-- YOUR OBJECTIVE --
Reproduce the data below verbatim, omitting the pictures.

-- Lines of data --
┄┄┄┄┄┄┄┄┄┄┄┄┄┄┄┄┄┄┄┄

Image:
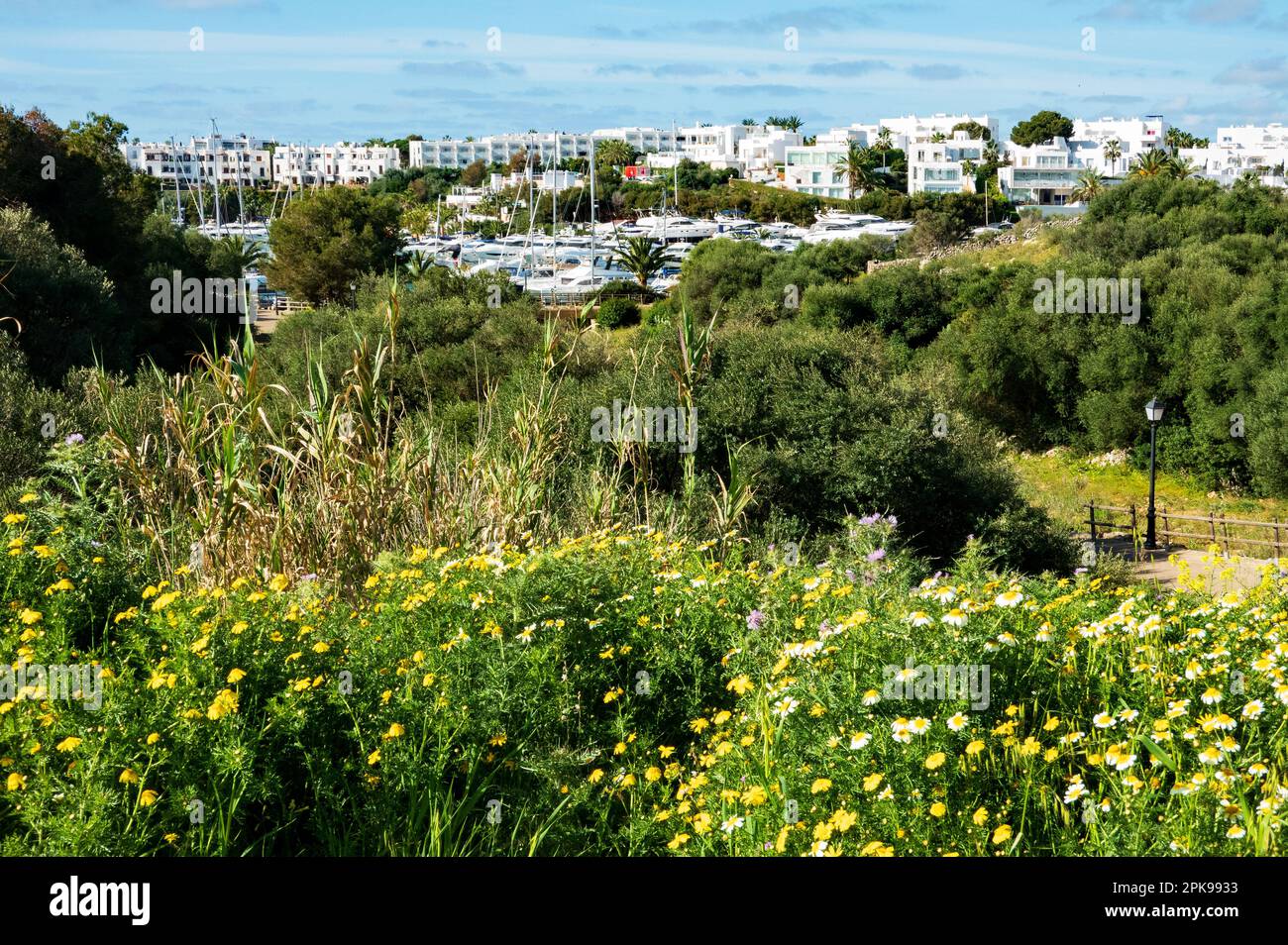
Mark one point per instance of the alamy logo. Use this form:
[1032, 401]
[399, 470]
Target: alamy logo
[73, 897]
[939, 682]
[76, 682]
[645, 425]
[1080, 296]
[193, 296]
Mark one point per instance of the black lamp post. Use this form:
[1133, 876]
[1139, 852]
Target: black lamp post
[1154, 412]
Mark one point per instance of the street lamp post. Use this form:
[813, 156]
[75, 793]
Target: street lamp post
[1154, 412]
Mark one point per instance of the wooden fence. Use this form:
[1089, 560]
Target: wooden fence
[1205, 529]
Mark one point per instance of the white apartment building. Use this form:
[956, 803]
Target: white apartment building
[1241, 149]
[811, 168]
[545, 180]
[207, 158]
[752, 151]
[1042, 174]
[307, 165]
[1133, 136]
[938, 166]
[912, 129]
[552, 149]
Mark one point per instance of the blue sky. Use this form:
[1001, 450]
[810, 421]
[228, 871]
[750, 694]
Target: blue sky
[325, 69]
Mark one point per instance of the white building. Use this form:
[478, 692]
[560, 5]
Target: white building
[1237, 150]
[550, 147]
[210, 158]
[812, 168]
[764, 151]
[1133, 137]
[912, 129]
[304, 165]
[545, 180]
[939, 166]
[1042, 174]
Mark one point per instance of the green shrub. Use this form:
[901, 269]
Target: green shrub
[617, 312]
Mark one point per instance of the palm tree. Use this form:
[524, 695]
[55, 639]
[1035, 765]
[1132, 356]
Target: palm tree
[1151, 163]
[244, 253]
[884, 143]
[857, 168]
[613, 153]
[1090, 183]
[642, 259]
[417, 265]
[1113, 151]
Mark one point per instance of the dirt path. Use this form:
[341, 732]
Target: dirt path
[1220, 574]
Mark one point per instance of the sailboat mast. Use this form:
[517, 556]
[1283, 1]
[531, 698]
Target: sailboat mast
[241, 206]
[178, 200]
[592, 211]
[554, 209]
[215, 156]
[675, 165]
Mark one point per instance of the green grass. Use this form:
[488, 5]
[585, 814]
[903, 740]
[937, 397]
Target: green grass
[1063, 484]
[632, 692]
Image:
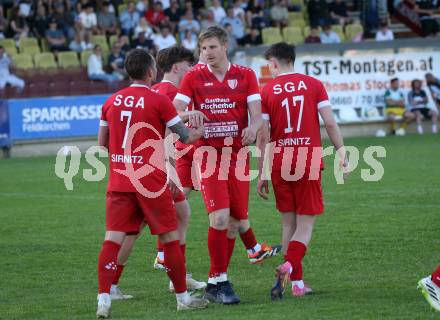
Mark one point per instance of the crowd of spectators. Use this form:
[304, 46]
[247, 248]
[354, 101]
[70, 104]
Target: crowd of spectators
[412, 106]
[69, 24]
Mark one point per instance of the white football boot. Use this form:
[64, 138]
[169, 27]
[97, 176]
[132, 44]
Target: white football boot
[104, 305]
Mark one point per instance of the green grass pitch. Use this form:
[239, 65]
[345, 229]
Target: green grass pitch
[369, 249]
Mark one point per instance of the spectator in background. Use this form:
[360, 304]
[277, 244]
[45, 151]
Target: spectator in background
[165, 4]
[370, 15]
[257, 18]
[384, 33]
[188, 23]
[338, 12]
[207, 19]
[6, 77]
[232, 42]
[76, 43]
[95, 70]
[116, 61]
[426, 10]
[189, 41]
[328, 36]
[3, 23]
[279, 13]
[239, 11]
[155, 16]
[433, 84]
[88, 19]
[64, 20]
[40, 22]
[143, 27]
[124, 42]
[164, 39]
[173, 14]
[313, 37]
[129, 19]
[107, 20]
[395, 108]
[235, 23]
[418, 103]
[319, 13]
[217, 10]
[55, 38]
[25, 8]
[19, 27]
[142, 42]
[253, 38]
[142, 7]
[87, 41]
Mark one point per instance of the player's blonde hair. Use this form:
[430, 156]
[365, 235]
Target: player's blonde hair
[214, 32]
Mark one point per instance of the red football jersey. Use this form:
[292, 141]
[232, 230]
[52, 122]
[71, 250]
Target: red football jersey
[291, 102]
[137, 106]
[166, 88]
[224, 103]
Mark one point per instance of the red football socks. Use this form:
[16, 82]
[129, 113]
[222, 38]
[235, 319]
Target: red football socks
[107, 267]
[436, 276]
[218, 251]
[159, 245]
[231, 244]
[183, 249]
[175, 265]
[248, 239]
[295, 253]
[118, 274]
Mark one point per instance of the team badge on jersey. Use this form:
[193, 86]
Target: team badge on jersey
[232, 83]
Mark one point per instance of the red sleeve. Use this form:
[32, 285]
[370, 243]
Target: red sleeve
[172, 92]
[104, 121]
[186, 91]
[264, 104]
[167, 112]
[322, 97]
[253, 92]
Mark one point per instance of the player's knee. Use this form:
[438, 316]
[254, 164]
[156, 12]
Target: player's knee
[233, 229]
[220, 222]
[169, 236]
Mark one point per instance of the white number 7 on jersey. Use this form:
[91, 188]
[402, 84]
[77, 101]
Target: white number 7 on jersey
[285, 103]
[128, 115]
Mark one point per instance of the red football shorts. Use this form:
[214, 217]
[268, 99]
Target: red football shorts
[125, 212]
[185, 171]
[179, 197]
[223, 188]
[302, 197]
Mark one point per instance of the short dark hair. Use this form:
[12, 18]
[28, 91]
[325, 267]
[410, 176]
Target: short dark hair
[281, 51]
[137, 63]
[214, 32]
[167, 57]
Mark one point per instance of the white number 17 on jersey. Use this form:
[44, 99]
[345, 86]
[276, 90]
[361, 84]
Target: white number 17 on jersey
[285, 103]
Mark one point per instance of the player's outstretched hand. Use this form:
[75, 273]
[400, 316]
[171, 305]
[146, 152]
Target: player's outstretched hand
[196, 118]
[263, 188]
[173, 187]
[344, 167]
[195, 134]
[248, 136]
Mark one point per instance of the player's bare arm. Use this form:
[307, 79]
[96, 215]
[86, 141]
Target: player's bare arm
[171, 158]
[263, 137]
[335, 136]
[103, 136]
[249, 134]
[187, 135]
[195, 118]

┄┄┄┄┄┄┄┄┄┄┄┄┄┄┄┄┄┄┄┄

-- EXERCISE ANSWER --
Image:
Mark one point per instance of the alamy logo. Use this form:
[1032, 401]
[399, 470]
Target: alamy logo
[73, 897]
[939, 682]
[76, 682]
[645, 425]
[1080, 296]
[193, 296]
Mark one point per instance of the black lamp post. Use this form:
[1133, 876]
[1139, 852]
Target: black lamp post
[1154, 412]
Mark one point per instance of the street lamp post. Use this form:
[813, 156]
[75, 793]
Target: street lamp post
[1154, 412]
Mark one point per instance of the wooden fence. Use this form:
[1089, 560]
Target: wooden fence
[1205, 529]
Mark one point per instance of the white apartment building. Use this form:
[956, 803]
Target: white apartment building
[1241, 149]
[811, 168]
[545, 180]
[207, 158]
[752, 151]
[1042, 174]
[307, 165]
[1133, 136]
[938, 166]
[912, 129]
[552, 149]
Mark one point per instance of the blue sky. Use this form:
[1001, 450]
[810, 421]
[228, 871]
[750, 694]
Target: blue sky
[325, 69]
Mark one point per instance of the white building. Use this form:
[478, 692]
[560, 5]
Target: white building
[1237, 150]
[550, 147]
[210, 158]
[812, 168]
[764, 151]
[1133, 137]
[912, 129]
[304, 165]
[545, 180]
[939, 166]
[1042, 174]
Mark one point per instance of the green shrub. Use this form:
[901, 269]
Target: green shrub
[617, 312]
Mark one point per instance of the palm tree. Use this form:
[524, 695]
[55, 639]
[1035, 765]
[1132, 356]
Target: palm tree
[1151, 163]
[244, 253]
[884, 143]
[857, 168]
[613, 153]
[1090, 183]
[642, 259]
[417, 265]
[1113, 151]
Mark one point per instance of the dirt path. Use this form:
[341, 732]
Target: dirt path
[1220, 574]
Mark one point per instance of the sailboat mast. Use this form:
[517, 556]
[1283, 1]
[531, 698]
Target: sailboat mast
[241, 206]
[178, 200]
[592, 211]
[554, 209]
[215, 156]
[675, 165]
Mark one point per instance of the green grass. Use this form:
[488, 5]
[585, 814]
[903, 740]
[937, 397]
Target: green grass
[1063, 484]
[632, 692]
Image:
Mark one point per instance of the crowd of spectators. Use this form:
[304, 46]
[247, 248]
[354, 101]
[70, 104]
Target: crowd of spectators
[412, 106]
[69, 24]
Mark one point per instance of the white football boot. Use this form:
[64, 138]
[169, 27]
[97, 176]
[132, 44]
Target: white football boot
[104, 305]
Mark one point per instance of the green grass pitch. Use this form:
[239, 65]
[345, 229]
Target: green grass pitch
[369, 249]
Mark one point per instance of the spectator in background. Use this form:
[360, 304]
[277, 244]
[45, 151]
Target: spectator in background
[165, 4]
[370, 15]
[257, 18]
[384, 33]
[188, 23]
[338, 12]
[207, 19]
[6, 77]
[232, 42]
[76, 43]
[95, 70]
[116, 61]
[426, 10]
[189, 41]
[328, 36]
[3, 23]
[279, 13]
[239, 11]
[155, 16]
[433, 84]
[88, 19]
[64, 20]
[40, 22]
[143, 27]
[124, 42]
[164, 39]
[173, 14]
[313, 37]
[129, 19]
[107, 20]
[395, 108]
[235, 23]
[418, 103]
[319, 13]
[217, 10]
[55, 38]
[25, 8]
[19, 27]
[142, 42]
[253, 38]
[142, 7]
[87, 41]
Mark one point per instance of the player's blonde hair. Use this form:
[430, 156]
[365, 235]
Target: player's blonde hair
[214, 32]
Mark one point per instance of the red football jersey. Use this form:
[292, 141]
[232, 230]
[52, 122]
[71, 250]
Target: red football jersey
[291, 102]
[137, 106]
[166, 88]
[224, 103]
Mark one point per instance of the red football socks. Use this form:
[16, 82]
[129, 113]
[222, 38]
[235, 319]
Target: red football socks
[107, 267]
[436, 276]
[218, 251]
[159, 245]
[231, 244]
[183, 249]
[175, 265]
[248, 239]
[295, 253]
[118, 274]
Mark one point per instance of the team badge on jersey. Use this form:
[193, 86]
Target: team badge on jersey
[232, 83]
Mark one point per instance of the red sleeve. Use this form:
[32, 285]
[370, 243]
Target: red sleeve
[172, 92]
[104, 121]
[186, 91]
[264, 104]
[167, 112]
[322, 97]
[253, 92]
Mark one point per instance of the player's knee. Use this form:
[438, 316]
[254, 164]
[156, 12]
Target: player's knee
[233, 229]
[220, 222]
[169, 236]
Mark one point per instance of the white number 7 on jersey. Use this form:
[91, 188]
[402, 84]
[77, 101]
Target: white number 7 on jersey
[285, 103]
[128, 115]
Mark one point per instance of the red football shorts. Use this form:
[214, 217]
[268, 99]
Target: red football shorts
[125, 212]
[185, 171]
[179, 197]
[223, 188]
[302, 197]
Mark one point per instance of the short dark hair. Use this form:
[12, 18]
[28, 91]
[325, 267]
[410, 176]
Target: short dark hair
[281, 51]
[137, 63]
[214, 32]
[167, 57]
Mark one point per instance of the white number 17 on jersey. Use this form:
[44, 99]
[345, 86]
[276, 90]
[361, 84]
Target: white number 17 on jersey
[285, 103]
Mark one point per instance of the player's outstretched hand. Use this form:
[75, 273]
[400, 316]
[171, 305]
[146, 152]
Target: player's outstretched hand
[196, 118]
[263, 188]
[173, 187]
[344, 167]
[195, 134]
[248, 136]
Mark one point per instance of the player's bare arm. Use this form:
[307, 79]
[96, 215]
[86, 141]
Target: player's bare arm
[171, 158]
[263, 137]
[335, 136]
[103, 136]
[249, 134]
[187, 135]
[195, 118]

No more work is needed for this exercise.